PROBLEM REQUIREMENTS ▸ Count the lines in the records below that contain the word "black". Give only the number.
* Begin SOURCE MATERIAL *
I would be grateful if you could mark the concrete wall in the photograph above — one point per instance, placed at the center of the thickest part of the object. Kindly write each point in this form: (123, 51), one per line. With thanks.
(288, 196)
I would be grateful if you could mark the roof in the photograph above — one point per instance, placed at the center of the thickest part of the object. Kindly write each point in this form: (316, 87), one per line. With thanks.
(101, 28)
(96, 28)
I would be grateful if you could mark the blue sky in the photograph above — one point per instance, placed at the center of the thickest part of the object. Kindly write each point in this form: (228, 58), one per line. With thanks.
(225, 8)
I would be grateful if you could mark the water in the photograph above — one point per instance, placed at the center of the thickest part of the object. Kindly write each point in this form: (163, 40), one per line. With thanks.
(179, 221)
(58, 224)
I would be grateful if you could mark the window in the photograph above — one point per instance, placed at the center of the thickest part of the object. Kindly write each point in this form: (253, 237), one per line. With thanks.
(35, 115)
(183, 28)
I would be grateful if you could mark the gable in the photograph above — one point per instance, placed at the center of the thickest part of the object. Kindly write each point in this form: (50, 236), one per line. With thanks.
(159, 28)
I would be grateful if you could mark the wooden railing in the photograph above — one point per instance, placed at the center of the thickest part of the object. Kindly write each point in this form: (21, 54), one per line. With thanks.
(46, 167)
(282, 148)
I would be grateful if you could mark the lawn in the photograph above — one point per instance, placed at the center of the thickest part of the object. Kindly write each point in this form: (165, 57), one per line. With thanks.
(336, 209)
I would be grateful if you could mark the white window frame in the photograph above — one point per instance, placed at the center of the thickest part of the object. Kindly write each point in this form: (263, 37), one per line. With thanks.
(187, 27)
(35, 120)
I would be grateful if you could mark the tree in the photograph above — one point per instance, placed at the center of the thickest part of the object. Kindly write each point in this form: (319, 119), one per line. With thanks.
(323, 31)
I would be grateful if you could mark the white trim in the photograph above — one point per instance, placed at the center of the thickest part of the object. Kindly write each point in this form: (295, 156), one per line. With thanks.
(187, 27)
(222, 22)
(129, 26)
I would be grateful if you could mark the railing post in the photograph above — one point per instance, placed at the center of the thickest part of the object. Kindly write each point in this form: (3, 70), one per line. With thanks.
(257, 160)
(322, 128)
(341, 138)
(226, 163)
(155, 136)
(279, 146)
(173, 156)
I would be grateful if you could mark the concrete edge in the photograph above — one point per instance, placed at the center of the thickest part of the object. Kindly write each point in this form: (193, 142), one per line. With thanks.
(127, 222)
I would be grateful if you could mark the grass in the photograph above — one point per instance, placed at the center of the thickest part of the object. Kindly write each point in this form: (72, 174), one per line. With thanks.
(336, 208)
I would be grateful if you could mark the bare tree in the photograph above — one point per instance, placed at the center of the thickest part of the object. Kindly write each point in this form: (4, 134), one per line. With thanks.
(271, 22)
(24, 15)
* End SOURCE MATERIAL *
* Begin SOURCE MATERIAL *
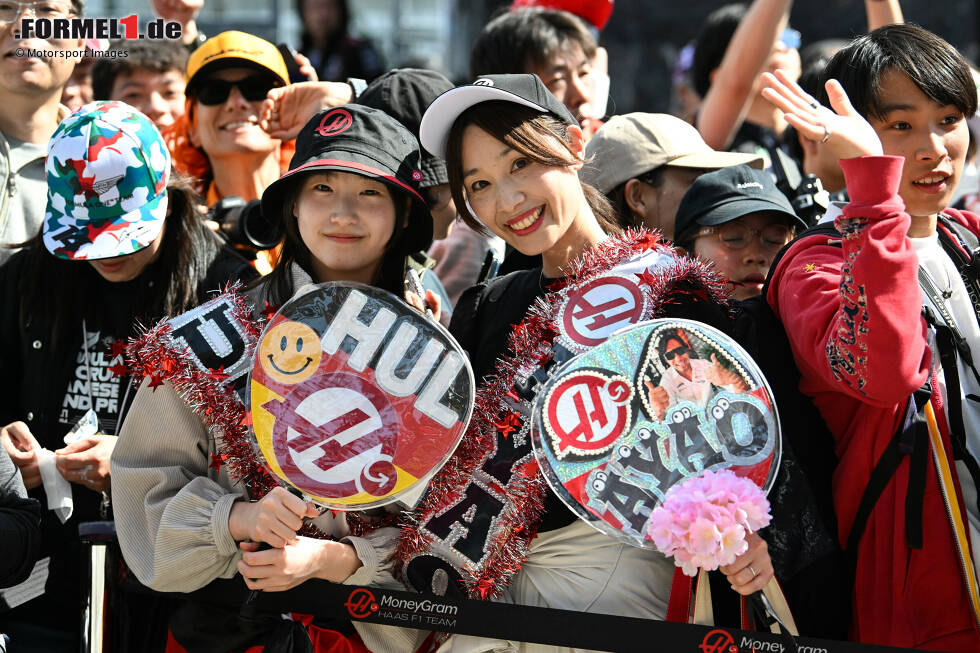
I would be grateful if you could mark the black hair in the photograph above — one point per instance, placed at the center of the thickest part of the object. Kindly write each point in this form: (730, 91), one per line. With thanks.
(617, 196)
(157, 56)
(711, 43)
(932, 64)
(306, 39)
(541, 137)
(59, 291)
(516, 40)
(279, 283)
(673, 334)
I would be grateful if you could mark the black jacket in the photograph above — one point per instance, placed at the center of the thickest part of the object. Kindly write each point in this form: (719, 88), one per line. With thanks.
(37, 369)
* End SOURCE MATERIAL *
WRITTEN SOLUTION ▸ 2